Ein in Deutschland sehr bekanntes und von vielen Resilienz Trainer*innen verwendetes Modell sind die sieben Säulen nach Ursula Nuber. Sie gilt als die „Mutter“ der sieben Säulen der Resilienz.
Ursula Nuber ist Diplompsychologin und war lange Chefredakteurin der Zeitschrift „Psychologie Heute“. Sie ist u.a. ausgebildet in Systemischer Therapie und Paarberatung, hat viele Bücher zum Thema Resilienz, Kindheit und Bindung geschrieben und lebt heute in der Nähe von Heidelberg.
Was sind die sieben Säulen der Resilienz im Ursprung?
Das von ihr vorgeschlagene Modell besteht aus den Aspekten:
- Optimismus
- Akzeptanz
- Lösungsorientierung
- Opferrolle verlassen
- Verantwortung übernehmen
- Netzwerkorientierung
- Zukunftsplanung
Wie genau sind die sieben Säulen der Resilienz zu verstehen?

■ DATEN ZUR AUSWERTUNG
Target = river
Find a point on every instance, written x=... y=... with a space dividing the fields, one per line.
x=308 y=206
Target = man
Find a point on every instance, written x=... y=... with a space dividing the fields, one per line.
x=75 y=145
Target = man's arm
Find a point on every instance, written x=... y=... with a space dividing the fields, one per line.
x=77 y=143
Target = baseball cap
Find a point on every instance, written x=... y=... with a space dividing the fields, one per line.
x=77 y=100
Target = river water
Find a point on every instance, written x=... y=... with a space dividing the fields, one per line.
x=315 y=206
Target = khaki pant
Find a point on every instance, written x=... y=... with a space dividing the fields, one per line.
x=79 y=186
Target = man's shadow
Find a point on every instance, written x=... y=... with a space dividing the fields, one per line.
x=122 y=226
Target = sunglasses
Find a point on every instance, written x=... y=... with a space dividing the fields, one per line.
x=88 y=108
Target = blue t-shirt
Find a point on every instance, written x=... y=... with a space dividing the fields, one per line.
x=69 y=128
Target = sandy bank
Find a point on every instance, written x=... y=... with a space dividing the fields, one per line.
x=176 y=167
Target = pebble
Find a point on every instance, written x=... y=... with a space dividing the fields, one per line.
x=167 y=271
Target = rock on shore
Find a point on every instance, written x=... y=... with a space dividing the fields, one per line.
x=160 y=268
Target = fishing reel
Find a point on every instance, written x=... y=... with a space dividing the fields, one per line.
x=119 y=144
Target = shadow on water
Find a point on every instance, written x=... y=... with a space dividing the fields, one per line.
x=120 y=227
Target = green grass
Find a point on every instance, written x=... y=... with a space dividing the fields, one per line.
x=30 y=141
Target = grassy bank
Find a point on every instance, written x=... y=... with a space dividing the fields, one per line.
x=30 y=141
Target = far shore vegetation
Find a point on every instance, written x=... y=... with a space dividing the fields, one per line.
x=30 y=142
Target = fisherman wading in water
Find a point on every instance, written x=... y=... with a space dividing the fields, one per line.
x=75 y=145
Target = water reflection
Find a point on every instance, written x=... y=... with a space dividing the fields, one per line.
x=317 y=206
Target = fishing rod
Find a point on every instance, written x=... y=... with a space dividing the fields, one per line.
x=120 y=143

■ AUFGABE
Zähle alle Aspekte auf, aus denen laut dem Textauszug oben das Modell der sieben Säulen der Resilienz nach Ursula Nuber besteht.

■ ANTWORTFELD
- Optimismus
- Akzeptanz
- Lösungsorientierung
- Opferrolle verlassen
- Verantwortung übernehmen
- Netzwerkorientierung
- Zukunftsplanung